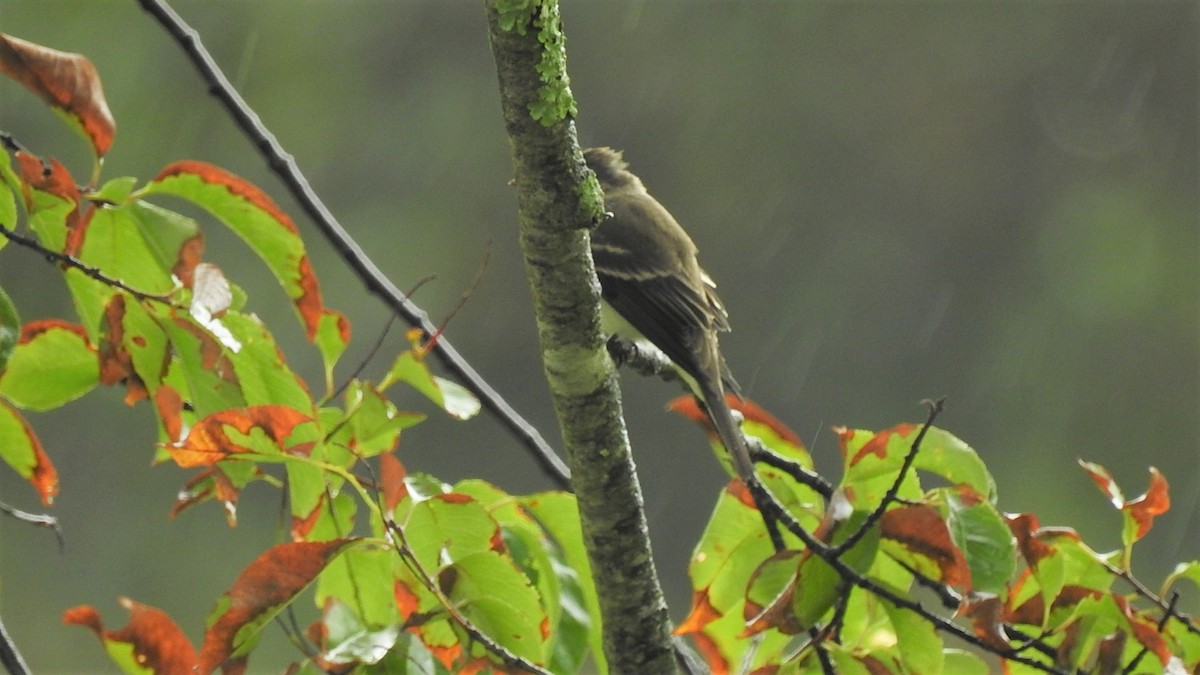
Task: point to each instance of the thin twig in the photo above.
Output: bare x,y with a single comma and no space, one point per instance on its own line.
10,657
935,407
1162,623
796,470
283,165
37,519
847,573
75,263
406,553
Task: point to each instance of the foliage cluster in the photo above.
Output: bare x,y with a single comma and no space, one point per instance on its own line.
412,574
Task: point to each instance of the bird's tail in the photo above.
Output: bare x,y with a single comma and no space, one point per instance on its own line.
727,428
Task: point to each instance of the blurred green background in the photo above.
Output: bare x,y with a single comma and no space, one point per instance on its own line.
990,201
━━━
## What to do
Present all the data above as a Markdown table with the columns "No." and "Entry", one numbered row per non-blank line. Leave the pictures out.

## Solution to this exercise
| No. | Entry |
|---|---|
| 1 | Task: point to each instance of the thin twig in the photo above. |
| 2 | Output: bare x,y with a single comma and no space, one point per instance on its own line. |
| 3 | 10,657 |
| 4 | 935,407 |
| 5 | 1162,623 |
| 6 | 796,470 |
| 7 | 283,165 |
| 8 | 37,519 |
| 9 | 847,573 |
| 10 | 75,263 |
| 11 | 406,553 |
| 12 | Task: point to each instance of the foliage cluster in the photo above. |
| 13 | Output: bare x,y with a single comma and no space, one point per instance on its own line. |
| 14 | 412,574 |
| 15 | Task: point to each instance of the bird's tail in the photo above. |
| 16 | Output: bare x,y with a single comma and no space, one point per instance on its own line. |
| 17 | 727,428 |
| 18 | Task: point to each instance of the blurred green background in the photo above. |
| 19 | Output: bare x,y with a single comma and no space, one point per instance on its own line. |
| 20 | 990,201 |